:: SET TASK ::
Please put the lines from the one containing "Objective — one point per instance of the cheese" up to and including the one containing "Target: cheese stretch" into a numbered list, skipping any blank lines. Leave the pictures out of your answer.

:: GIVEN INFORMATION ::
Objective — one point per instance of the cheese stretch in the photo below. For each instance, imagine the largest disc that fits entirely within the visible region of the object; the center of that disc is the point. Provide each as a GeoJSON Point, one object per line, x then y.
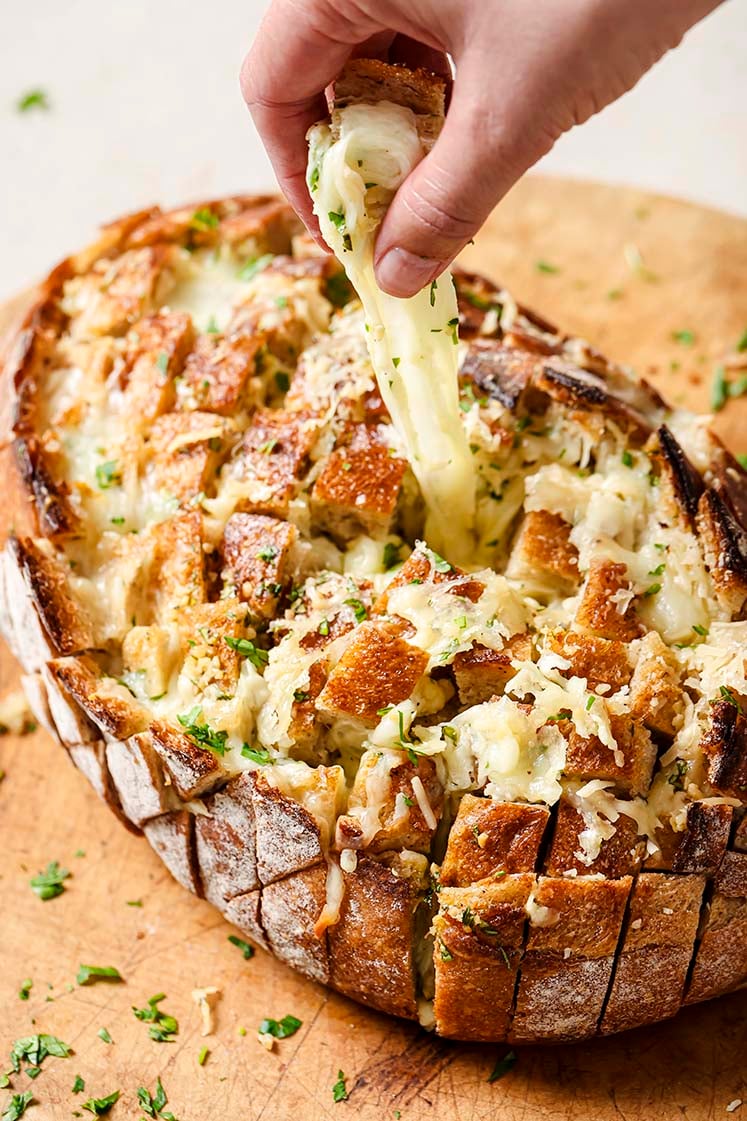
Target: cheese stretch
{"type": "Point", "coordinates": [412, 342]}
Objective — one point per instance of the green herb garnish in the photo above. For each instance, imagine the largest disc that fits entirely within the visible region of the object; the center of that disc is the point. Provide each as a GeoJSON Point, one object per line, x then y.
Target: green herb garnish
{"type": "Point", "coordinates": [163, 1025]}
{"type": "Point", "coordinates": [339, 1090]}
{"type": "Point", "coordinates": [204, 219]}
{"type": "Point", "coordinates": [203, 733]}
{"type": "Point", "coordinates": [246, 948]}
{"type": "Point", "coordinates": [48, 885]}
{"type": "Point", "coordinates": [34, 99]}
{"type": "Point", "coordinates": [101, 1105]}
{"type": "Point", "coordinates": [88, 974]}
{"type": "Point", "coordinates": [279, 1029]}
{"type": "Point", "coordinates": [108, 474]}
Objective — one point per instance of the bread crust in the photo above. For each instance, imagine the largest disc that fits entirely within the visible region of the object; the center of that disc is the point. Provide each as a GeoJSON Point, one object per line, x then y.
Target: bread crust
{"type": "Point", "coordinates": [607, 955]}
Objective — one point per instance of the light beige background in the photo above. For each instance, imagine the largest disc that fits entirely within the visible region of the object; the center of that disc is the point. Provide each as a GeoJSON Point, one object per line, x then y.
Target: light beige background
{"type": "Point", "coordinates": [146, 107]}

---

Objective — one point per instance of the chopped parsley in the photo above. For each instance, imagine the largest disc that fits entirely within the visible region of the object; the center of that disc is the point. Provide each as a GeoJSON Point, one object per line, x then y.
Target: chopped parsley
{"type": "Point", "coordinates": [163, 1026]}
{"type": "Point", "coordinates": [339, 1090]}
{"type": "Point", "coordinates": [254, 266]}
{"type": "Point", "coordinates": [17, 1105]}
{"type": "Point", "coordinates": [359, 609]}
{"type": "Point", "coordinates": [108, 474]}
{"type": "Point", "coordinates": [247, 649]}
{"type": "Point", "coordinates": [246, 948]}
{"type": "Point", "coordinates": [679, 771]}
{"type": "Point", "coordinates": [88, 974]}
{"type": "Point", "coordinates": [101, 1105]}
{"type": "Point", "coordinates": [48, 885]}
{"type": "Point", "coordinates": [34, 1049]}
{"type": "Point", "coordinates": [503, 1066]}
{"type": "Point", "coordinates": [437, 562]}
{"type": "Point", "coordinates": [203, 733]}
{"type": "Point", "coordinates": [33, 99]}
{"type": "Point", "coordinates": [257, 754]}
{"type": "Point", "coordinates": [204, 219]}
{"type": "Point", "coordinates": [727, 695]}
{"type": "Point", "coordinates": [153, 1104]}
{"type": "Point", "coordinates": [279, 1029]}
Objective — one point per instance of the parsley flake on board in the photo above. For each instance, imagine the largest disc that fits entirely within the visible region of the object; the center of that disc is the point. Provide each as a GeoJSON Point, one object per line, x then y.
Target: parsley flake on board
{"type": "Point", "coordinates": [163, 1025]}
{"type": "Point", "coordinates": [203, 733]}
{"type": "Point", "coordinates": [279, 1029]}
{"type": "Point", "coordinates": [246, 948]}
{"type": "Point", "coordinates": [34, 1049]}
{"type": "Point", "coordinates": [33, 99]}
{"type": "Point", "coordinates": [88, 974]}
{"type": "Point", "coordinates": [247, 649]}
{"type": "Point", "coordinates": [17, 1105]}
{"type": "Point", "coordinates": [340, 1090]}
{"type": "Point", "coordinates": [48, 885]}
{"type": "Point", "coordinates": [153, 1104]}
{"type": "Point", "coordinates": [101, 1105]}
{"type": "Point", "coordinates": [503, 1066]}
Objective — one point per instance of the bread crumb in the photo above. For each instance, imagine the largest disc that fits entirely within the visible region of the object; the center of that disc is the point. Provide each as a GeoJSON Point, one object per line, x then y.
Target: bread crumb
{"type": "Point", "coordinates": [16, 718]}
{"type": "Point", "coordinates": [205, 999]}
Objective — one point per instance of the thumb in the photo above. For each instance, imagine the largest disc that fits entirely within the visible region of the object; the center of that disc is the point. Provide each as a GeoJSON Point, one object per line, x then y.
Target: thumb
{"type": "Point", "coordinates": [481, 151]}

:: ANSWER ::
1. Objective — one point per instance of the cheese stretch in the photo below. For each instance, imagine the largest disc that fits entirely within the visible region of the object; the center of that disc is the point. Provide each as a GeoJSON Point, one object per line, x then y.
2. Target: cheese stretch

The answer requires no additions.